** START **
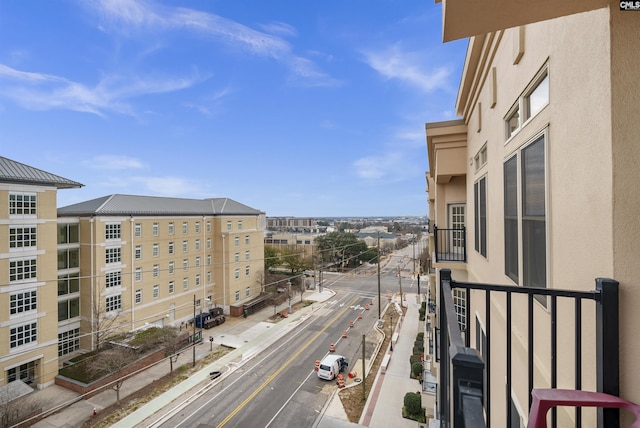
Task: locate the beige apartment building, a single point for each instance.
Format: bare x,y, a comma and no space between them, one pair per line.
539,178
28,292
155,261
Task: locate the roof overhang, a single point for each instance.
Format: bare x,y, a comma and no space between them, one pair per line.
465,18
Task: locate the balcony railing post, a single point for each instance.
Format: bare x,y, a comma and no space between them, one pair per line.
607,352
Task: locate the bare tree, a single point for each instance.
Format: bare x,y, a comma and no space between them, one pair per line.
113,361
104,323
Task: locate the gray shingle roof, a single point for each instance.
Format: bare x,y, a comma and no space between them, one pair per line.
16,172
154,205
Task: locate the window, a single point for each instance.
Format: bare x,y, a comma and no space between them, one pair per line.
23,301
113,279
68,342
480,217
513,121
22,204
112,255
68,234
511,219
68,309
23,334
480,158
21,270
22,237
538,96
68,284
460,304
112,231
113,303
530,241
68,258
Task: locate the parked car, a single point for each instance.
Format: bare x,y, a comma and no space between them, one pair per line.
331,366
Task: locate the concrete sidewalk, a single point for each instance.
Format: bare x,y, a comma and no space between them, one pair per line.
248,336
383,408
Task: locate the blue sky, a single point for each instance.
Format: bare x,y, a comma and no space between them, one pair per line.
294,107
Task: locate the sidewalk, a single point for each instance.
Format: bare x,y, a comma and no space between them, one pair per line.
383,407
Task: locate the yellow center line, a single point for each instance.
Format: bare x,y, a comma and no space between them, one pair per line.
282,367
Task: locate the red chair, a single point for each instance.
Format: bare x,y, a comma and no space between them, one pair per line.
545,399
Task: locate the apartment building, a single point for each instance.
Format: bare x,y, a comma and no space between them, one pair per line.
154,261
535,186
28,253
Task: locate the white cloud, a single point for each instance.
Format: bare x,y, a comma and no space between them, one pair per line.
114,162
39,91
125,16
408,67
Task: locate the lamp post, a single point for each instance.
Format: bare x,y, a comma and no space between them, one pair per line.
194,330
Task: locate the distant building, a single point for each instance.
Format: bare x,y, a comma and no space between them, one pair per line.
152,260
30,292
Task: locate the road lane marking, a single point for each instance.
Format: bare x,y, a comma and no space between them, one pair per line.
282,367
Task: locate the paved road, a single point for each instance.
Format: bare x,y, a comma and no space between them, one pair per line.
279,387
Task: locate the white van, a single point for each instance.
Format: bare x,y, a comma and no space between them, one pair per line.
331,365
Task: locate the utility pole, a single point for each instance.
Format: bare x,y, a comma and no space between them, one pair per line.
** END **
**Problem:**
Print exactly the lines from the one with "Task: locate the red" through the end of the data, inclusive.

**Answer to this problem:**
Task: locate the red chair, a single point for each instance.
Format: bare x,y, a comma and no space between them, one pair per line.
545,399
Task: locate the apartment building, a single point for each instance.
Format: bare x,y, a comma and no space between them, one pair per line.
154,261
535,186
28,253
Task: locate the white cloud, a single point for each instance.
Format: bare x,y, a comma and no space between them, one pair per line.
114,162
39,91
125,16
408,67
Task: locate the lamp post, a single point for each instance.
Format: bare x,y, a comma and no space between them, one pair per line.
194,330
Task: locate the distant building, a single point for each instance.
Format: bare x,y, a comma and no space between them, one pair per line.
152,260
30,292
Task: locate the road lane marking, a single point for each instance.
Format: bare x,y, a comma and no space between them, one pair per line.
282,367
Task: locate the paved road, a single point for each instance.
Format: bare x,y, a comma and no space between them, one pair per line.
279,387
Task: locate the white van, a single point for each instance.
Format: bare x,y, a comma and no space between them, one pair per line.
331,365
Task: locate the utility pole, a single point for each instance.
Format: bare x,y, a comma and no space between them, one pair per line.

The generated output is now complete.